** Start Text excerpt **
Geronimo on February 15, 2008 at 4:03 PM
I can’t wait to see the slides where the gubmint steps in and fixes everything.
sleepy-beans on February 15, 2008 at 4:09 PM
They left out all the crooked or imcompetent appraisers that made it happen with pieces of crap appraisals.
peacenprosperity on February 15, 2008 at 4:10 PM
Yep… pretty much sums it up.
Nineball on February 15, 2008 at 4:13 PM
Given that appraisals are based in part on the prices of the homes sold in the general area; those went up because of other reasons. Appraisals is part of the effect; not the cause.
lorien1973 on February 15, 2008 at 4:14 PM
I didn’t see the part where the gubmint enabled all of it in the first place.
RushBaby on February 15, 2008 at 4:15 PM
Far from the real cause. As with most things the MSM reports on, they are wrong on who is to blame for the subprime meltdown. They are wrong in even calling it a subprime meltdown. It is more accurately called a credit meltdown.
The crisis has spread from subprime to Alt A to even prime loans. It is now spreading to installment loans and credit cards. Home equity lines of credit are becoming obsolete and those who have them already, are finding some banks in some areas are freezing the line or reducing it.
The recession isn’t cyclical in nature as most recessions are. It is due to a systemic break down of our debt markets. Lenders don’t lend unless the loans can be securitized and sold to investors. Investors aren’t buying the paper anymore so securitization is almost non existant. More and more people are finding out they can no longer borrow money.
Without savings or wages that keep up with inflation, real inflation not the phony numbers put out by the government, credit was/is the only way consumers can keep spending. Now that credit has dried up, the consumer is dead. Consumer spending makes up 70% of Gross Domestic Product (GDP).
** End Text excerpt **
Exercise task 1
Repeat the entries below verbatim, starting at the line that contains "outline **yellow neck patch**, every instance" and stopping after the line that contains "151 131 L 155".
** Start Dataset extract **
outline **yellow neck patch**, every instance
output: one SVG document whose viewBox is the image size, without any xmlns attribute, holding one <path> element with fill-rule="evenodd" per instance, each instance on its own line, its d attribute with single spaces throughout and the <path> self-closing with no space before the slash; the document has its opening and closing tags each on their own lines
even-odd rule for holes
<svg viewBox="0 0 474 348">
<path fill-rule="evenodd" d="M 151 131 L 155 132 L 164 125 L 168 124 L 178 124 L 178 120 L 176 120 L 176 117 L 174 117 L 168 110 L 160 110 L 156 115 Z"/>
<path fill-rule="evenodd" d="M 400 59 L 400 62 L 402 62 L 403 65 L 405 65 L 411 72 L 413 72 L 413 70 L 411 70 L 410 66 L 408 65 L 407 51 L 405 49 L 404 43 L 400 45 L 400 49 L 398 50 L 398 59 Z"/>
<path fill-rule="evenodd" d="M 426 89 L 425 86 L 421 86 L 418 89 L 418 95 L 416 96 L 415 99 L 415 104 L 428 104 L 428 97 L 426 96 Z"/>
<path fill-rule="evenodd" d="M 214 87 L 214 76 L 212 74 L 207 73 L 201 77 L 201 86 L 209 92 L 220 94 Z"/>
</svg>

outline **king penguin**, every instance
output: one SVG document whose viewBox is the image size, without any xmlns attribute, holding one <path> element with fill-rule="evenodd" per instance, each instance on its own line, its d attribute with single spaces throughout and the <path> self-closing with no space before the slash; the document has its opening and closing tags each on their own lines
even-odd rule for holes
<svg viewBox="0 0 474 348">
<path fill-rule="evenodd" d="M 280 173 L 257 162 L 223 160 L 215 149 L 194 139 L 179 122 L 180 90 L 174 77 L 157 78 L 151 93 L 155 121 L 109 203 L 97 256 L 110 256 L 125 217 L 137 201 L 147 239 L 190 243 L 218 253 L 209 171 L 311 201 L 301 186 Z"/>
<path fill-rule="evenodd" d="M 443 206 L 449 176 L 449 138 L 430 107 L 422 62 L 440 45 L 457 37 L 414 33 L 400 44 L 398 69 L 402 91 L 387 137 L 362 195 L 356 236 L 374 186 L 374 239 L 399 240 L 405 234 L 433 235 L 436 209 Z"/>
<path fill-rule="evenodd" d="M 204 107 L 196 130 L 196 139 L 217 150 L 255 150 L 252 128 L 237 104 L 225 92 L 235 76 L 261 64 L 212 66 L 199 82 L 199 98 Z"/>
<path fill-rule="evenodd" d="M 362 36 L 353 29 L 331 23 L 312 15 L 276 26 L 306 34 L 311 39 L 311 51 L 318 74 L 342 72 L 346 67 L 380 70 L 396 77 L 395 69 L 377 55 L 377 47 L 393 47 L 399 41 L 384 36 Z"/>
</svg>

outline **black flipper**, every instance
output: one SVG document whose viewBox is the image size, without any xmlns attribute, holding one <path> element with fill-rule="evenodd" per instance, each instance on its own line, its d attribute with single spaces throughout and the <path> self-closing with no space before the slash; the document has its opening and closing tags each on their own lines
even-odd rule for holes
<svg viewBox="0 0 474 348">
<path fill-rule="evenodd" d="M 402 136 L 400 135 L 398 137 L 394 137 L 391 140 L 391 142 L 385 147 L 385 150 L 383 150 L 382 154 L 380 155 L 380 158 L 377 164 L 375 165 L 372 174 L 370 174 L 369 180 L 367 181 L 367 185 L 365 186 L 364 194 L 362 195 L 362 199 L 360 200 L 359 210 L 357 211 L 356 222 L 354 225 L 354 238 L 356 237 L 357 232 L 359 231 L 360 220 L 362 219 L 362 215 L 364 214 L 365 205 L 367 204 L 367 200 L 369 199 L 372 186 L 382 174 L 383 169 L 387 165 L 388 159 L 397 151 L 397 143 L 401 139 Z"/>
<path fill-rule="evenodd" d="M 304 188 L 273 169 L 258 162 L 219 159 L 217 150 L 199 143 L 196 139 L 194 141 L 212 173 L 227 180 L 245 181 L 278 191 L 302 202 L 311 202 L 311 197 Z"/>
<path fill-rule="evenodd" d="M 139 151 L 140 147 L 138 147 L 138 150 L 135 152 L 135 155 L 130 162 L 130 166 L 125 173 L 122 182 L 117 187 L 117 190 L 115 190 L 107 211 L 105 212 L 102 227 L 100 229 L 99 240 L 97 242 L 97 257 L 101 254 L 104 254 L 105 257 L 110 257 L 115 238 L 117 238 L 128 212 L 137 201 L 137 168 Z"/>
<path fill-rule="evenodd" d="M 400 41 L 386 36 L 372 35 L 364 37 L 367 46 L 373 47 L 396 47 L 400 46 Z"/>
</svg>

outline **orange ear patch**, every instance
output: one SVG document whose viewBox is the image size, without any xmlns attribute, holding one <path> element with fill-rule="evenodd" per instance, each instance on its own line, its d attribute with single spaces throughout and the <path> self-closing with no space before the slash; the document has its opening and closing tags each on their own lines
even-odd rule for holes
** End Dataset extract **
** Start Dataset extract **
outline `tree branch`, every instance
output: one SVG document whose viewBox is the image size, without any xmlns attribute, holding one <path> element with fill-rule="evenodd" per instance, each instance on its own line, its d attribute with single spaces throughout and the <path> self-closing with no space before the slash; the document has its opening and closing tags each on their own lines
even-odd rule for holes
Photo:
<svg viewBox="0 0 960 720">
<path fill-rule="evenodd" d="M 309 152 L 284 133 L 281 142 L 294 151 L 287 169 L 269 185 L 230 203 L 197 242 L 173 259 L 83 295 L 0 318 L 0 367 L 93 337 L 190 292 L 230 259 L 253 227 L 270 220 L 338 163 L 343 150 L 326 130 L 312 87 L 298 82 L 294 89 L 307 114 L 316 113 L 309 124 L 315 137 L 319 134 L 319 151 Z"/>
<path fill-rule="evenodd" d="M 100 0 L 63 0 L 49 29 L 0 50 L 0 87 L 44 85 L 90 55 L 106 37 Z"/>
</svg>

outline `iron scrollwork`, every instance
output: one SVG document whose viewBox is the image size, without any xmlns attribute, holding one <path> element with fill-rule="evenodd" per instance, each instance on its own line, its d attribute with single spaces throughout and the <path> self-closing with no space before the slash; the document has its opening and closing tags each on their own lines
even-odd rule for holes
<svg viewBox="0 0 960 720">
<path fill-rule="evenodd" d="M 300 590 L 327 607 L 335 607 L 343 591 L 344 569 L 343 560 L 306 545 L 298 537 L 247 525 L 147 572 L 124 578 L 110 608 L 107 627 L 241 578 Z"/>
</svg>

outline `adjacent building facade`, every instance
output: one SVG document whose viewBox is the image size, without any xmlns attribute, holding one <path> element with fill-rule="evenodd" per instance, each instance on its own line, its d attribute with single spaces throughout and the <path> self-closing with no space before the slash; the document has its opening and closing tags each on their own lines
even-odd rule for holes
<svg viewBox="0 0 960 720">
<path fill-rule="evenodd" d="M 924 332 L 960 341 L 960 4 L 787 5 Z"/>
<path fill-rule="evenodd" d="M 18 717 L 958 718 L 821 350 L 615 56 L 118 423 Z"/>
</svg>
** End Dataset extract **
Exercise task 2
Reproduce verbatim the portion of the comment thread on the subprime meltdown above, beginning at the words "Nineball on February" and ending after the words "a credit meltdown.".

Final answer 1
outline **yellow neck patch**, every instance
output: one SVG document whose viewBox is the image size, without any xmlns attribute, holding one <path> element with fill-rule="evenodd" per instance, each instance on its own line, its d attribute with single spaces throughout and the <path> self-closing with no space before the slash; the document has its opening and closing tags each on their own lines
even-odd rule for holes
<svg viewBox="0 0 474 348">
<path fill-rule="evenodd" d="M 151 131 L 155 132 L 164 125 L 168 124 L 178 124 L 178 120 L 176 120 L 176 117 L 174 117 L 168 110 L 160 110 L 156 115 Z"/>

Final answer 2
Nineball on February 15, 2008 at 4:13 PM
Given that appraisals are based in part on the prices of the homes sold in the general area; those went up because of other reasons. Appraisals is part of the effect; not the cause.
lorien1973 on February 15, 2008 at 4:14 PM
I didn’t see the part where the gubmint enabled all of it in the first place.
RushBaby on February 15, 2008 at 4:15 PM
Far from the real cause. As with most things the MSM reports on, they are wrong on who is to blame for the subprime meltdown. They are wrong in even calling it a subprime meltdown. It is more accurately called a credit meltdown.